**SUPPLIED TEXT:**
<<<<

09 August 2013 - Georgia became the 37th member of the the European Commission for the control of Foot-and-Mouth Disease (EuFMD) on 23 July 2013. This recent addition marks a new and proactive stage for Georgia in the country’s efforts to control transboundary animal diseases. EuFMD, one of FAO’s oldest Commissions, was established in 1954 to coordinate foot-and-mouth disease (FMD) control within Europe at a time when the disease was ravaging the continent.
Under the legal framework of the Food and Agriculture Organization of the United Nations (FAO) and with funding from the European Union, EuFMD provided the Transcaucasus region (i.e. Georgia, Armenia and Azerbaijan) with vaccines from 1998 to 2012 to lower the risk of the disease spreading. Georgia shares borders with four countries in which FMD is still active, which increases the threat of an epidemic affecting Georgia’s growing livestock sector.
As a member of the EuFMD and FAO, the Georgian authorities are taking significant action on two fronts.
Firstly, the Government will be developing a national risk-based strategic plan to monitor and evaluate progressive control of the disease. This will build on the control activities already being conducted in the context of the West Eurasia FMD Regional Roadmap, active since 2008. Because it is considered a country at risk, Georgia will receive special assistance to develop the capacity of risk managers according to the principles of the EuFMD/FAO/OIE1 Progressive Control Pathway (PCP) for FMD.

>>>>

**PROVIDED MATERIAL:**
<<<<

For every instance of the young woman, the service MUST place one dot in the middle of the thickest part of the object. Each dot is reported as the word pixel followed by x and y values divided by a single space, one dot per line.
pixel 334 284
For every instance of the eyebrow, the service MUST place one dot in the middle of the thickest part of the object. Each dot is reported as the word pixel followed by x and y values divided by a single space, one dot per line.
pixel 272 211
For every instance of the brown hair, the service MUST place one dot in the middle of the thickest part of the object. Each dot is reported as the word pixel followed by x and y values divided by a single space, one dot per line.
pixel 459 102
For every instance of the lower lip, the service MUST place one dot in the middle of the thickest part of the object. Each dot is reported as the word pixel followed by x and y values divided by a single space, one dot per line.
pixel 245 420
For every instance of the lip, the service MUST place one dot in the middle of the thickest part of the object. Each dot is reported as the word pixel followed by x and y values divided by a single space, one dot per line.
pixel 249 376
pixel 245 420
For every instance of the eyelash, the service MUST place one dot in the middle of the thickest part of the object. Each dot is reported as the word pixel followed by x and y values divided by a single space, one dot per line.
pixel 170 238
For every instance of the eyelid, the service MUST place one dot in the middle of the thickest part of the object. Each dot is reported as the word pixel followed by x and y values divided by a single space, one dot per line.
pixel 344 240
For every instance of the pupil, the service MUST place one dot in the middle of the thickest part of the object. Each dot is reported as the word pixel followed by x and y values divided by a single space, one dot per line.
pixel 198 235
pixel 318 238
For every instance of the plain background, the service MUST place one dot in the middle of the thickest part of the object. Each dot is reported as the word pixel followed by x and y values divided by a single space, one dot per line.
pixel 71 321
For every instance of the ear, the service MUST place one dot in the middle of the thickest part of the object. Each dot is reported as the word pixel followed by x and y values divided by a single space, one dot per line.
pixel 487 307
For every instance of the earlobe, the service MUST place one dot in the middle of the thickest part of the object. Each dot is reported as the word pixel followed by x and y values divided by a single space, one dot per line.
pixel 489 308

>>>>

**EXERCISE DESCRIPTION:** Return the passage from the Georgia foot-and-mouth disease text verbatim, starting at "As a member" and ending at "(PCP) for FMD.".

**WRITTEN SOLUTION:**
As a member of the EuFMD and FAO, the Georgian authorities are taking significant action on two fronts.
Firstly, the Government will be developing a national risk-based strategic plan to monitor and evaluate progressive control of the disease. This will build on the control activities already being conducted in the context of the West Eurasia FMD Regional Roadmap, active since 2008. Because it is considered a country at risk, Georgia will receive special assistance to develop the capacity of risk managers according to the principles of the EuFMD/FAO/OIE1 Progressive Control Pathway (PCP) for FMD.